━━ EXCERPT

Alright! Today I'm reviewing Our Planet, a Netflix documentary about, you guessed it, our planet. Our Planet is about the lovely and vast place where all of us, male and female, bond and free, live together with the wonders that Mother Earth has provided us. In an attempt to show us some of those wonders, years of research, surveillance, and compilation have been gathered in an effort to teach us about the wonderful planet we live on and the impact we have on it.
If the documentary I'm describing sounds like every other nature documentary, well, that's my bad - it's not. The only viable comparison is the BBC's Planet Earth, also narrated by David Attenborough, and even then this almost surpasses that series (I'm not sure which I like better - they're of equal quality, but I've seen Planet Earth so many times that each episode is too well-remembered to rewatch). Our Planet stuns and marvels the audience with its unbelievably high-quality footage of nature that gets close and personal.
From a purely production standpoint, that feat alone is astounding. We're a long way from my old VHS tapes of black widows and beavers - nature has never looked better. Wonders of the world that would otherwise be completely inaccessible to the average man are now available at the touch of our fingertips, even without a Netflix subscription (During COVID, they uploaded the entire first season to YouTube to help school children).

━━━━
━━ RECORDS SHOWN

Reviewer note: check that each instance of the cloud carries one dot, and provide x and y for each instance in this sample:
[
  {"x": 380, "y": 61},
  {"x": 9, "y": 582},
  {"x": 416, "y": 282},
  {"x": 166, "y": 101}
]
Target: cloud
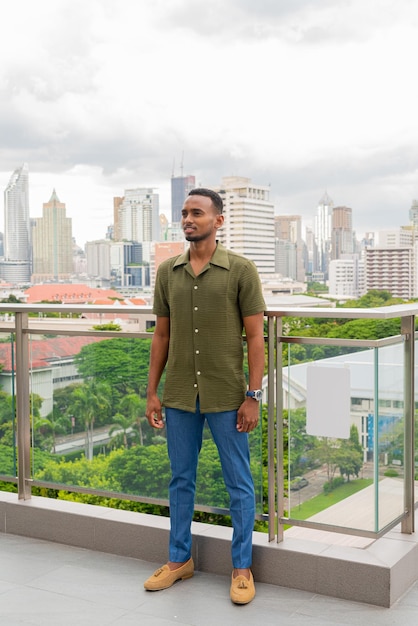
[{"x": 304, "y": 96}]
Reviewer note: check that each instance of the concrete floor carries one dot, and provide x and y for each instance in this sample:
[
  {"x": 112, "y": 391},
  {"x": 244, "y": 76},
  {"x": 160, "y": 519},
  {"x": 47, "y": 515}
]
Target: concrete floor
[{"x": 44, "y": 583}]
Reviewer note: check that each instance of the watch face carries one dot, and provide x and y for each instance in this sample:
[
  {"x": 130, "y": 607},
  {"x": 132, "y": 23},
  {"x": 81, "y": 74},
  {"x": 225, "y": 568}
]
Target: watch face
[{"x": 257, "y": 394}]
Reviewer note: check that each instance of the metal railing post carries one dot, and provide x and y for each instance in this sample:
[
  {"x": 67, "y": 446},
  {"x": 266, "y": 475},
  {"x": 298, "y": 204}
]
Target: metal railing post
[
  {"x": 279, "y": 425},
  {"x": 408, "y": 331},
  {"x": 271, "y": 429},
  {"x": 22, "y": 406}
]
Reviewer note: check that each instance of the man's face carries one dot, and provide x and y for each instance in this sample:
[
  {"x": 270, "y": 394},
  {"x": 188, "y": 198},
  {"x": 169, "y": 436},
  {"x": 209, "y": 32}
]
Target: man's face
[{"x": 199, "y": 218}]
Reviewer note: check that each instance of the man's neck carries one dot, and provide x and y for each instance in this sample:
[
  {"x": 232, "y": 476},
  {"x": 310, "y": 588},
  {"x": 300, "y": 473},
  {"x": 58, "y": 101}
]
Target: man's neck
[{"x": 202, "y": 250}]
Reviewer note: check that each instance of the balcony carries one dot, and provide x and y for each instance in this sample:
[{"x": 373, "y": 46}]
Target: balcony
[{"x": 362, "y": 550}]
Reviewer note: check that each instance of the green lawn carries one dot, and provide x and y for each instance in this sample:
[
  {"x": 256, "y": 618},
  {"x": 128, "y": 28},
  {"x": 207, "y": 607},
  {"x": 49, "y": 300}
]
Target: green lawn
[{"x": 323, "y": 501}]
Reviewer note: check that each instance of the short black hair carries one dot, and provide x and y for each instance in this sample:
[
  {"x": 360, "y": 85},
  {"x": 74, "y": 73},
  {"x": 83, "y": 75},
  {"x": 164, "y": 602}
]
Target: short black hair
[{"x": 209, "y": 193}]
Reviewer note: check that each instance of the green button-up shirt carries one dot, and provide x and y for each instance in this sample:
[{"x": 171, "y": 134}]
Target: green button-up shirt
[{"x": 206, "y": 314}]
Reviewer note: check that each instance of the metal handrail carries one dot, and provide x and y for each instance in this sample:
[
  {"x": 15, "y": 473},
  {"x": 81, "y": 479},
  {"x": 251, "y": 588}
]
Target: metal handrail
[{"x": 23, "y": 325}]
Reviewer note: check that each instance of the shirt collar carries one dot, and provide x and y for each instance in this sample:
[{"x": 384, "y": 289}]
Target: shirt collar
[{"x": 219, "y": 257}]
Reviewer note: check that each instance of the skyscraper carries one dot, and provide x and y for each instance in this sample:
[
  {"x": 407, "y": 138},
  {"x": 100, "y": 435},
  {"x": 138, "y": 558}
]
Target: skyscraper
[
  {"x": 249, "y": 221},
  {"x": 289, "y": 243},
  {"x": 180, "y": 187},
  {"x": 137, "y": 216},
  {"x": 322, "y": 233},
  {"x": 342, "y": 238},
  {"x": 52, "y": 243},
  {"x": 16, "y": 266}
]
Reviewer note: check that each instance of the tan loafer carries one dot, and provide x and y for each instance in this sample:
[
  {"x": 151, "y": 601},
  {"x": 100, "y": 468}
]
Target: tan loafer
[
  {"x": 242, "y": 589},
  {"x": 164, "y": 577}
]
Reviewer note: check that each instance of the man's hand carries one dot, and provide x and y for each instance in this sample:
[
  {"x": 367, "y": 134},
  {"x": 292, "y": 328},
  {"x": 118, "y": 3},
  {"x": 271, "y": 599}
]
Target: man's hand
[
  {"x": 153, "y": 412},
  {"x": 248, "y": 414}
]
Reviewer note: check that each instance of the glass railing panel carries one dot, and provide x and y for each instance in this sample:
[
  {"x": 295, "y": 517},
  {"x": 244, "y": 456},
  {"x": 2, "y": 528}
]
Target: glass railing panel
[
  {"x": 338, "y": 469},
  {"x": 389, "y": 447},
  {"x": 88, "y": 398},
  {"x": 8, "y": 449}
]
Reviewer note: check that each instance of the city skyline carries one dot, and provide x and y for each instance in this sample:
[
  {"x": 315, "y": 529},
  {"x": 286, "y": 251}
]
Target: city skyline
[
  {"x": 303, "y": 97},
  {"x": 401, "y": 218}
]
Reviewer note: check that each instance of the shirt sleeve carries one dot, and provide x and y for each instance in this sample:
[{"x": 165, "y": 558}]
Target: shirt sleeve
[{"x": 250, "y": 293}]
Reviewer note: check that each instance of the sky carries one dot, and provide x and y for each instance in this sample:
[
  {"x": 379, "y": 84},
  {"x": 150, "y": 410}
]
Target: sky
[{"x": 306, "y": 96}]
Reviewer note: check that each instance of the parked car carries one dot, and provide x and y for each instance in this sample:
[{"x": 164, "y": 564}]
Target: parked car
[{"x": 298, "y": 483}]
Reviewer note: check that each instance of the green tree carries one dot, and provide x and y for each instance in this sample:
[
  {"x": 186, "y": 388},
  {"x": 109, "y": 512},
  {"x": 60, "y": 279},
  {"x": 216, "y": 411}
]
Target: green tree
[
  {"x": 88, "y": 401},
  {"x": 120, "y": 362},
  {"x": 121, "y": 431},
  {"x": 134, "y": 408},
  {"x": 54, "y": 423}
]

━━━━

**BRIEF 1**
In the Our Planet review, what did Netflix do with the first season during COVID?
**BRIEF 2**
In the Our Planet review, why can't the reviewer say whether they prefer Our Planet or Planet Earth?
**BRIEF 3**
Carry on the Our Planet review from where it stops.
These records are separate from the Our Planet review.

**ANSWER BOX 1**
It uploaded the entire first season to YouTube to help school children.

**ANSWER BOX 2**
The two series are of equal quality. The reviewer has also seen Planet Earth so many times that each episode is too well-remembered to rewatch.

**ANSWER BOX 3**
My one criticism is that the scale and cinematography of the series are so large and beautiful that it feels like they're trying too hard to one-up the aforementioned Planet Earth - it's cinematic in visuals through and through. It's beautiful, but the beauty almost overpowers the important message the series carries. Additionally, it treads territory you've seen before, with quirky mating dances and cordyceps segments feeling awful familiar. I also wasn't a fan of the second season only had four episodes, which was unreasonably short.
Otherwise, Our Planet is utterly fantastic and likely to go down as one of my favorite television shows ever. The beauty, while trying too hard, is still very beautiful, and the phenomenon featured astounds and impresses. Episodes end on cliffhangers that will make your mouth drop, everything with blue whales is unbelievable, walrus segments are tragic, and the segment on the Oarfish was wholly informative and magical. You'll find yourself asking how such wonders of nature can exist in a world full of Wal-Mart parking lots and human strife.
Overall, I give Our Planet a 10/10. "Our Planet Earth."